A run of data
····················
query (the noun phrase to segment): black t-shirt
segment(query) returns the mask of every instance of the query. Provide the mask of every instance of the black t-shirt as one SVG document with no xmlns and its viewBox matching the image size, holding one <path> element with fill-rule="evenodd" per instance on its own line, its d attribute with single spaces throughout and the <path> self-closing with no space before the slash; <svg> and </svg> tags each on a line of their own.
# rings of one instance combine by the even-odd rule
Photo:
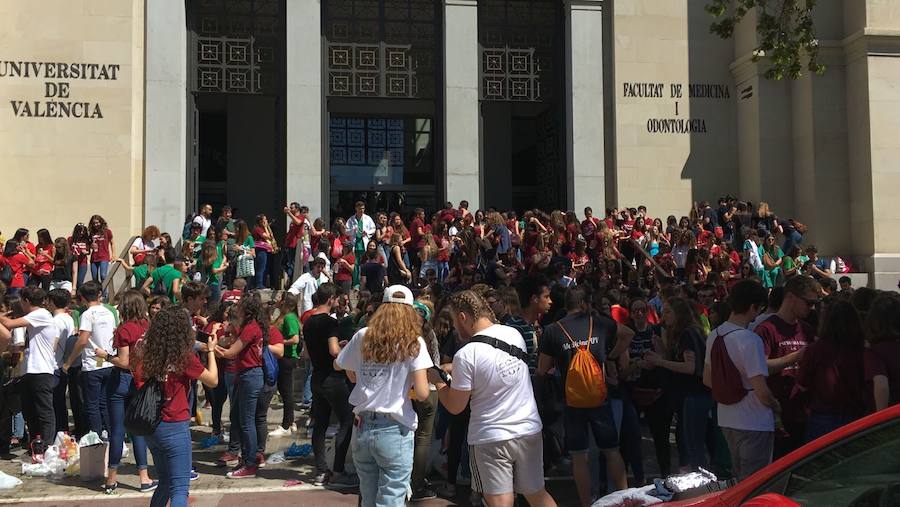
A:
····················
Reproduce the data above, swapping every "black t-shirt" for "red hoodie" and keeping all else identical. Omit the picture.

Completed task:
query (the noun phrase to segment): red hoodie
segment(query) returns the mask of every instance of the query. Provide the mask of every instance of the red hoodie as one SVG document with no xmlns and its viewBox matching the image size, holding one <path> element with fill-rule="evenodd" per instance on its own line, its d attribute with single spaces throughout and the <path> self-closing with no space before the slash; <svg> and </svg> tags each on a line of their own.
# rings of one instance combine by the even-odd rule
Photo:
A:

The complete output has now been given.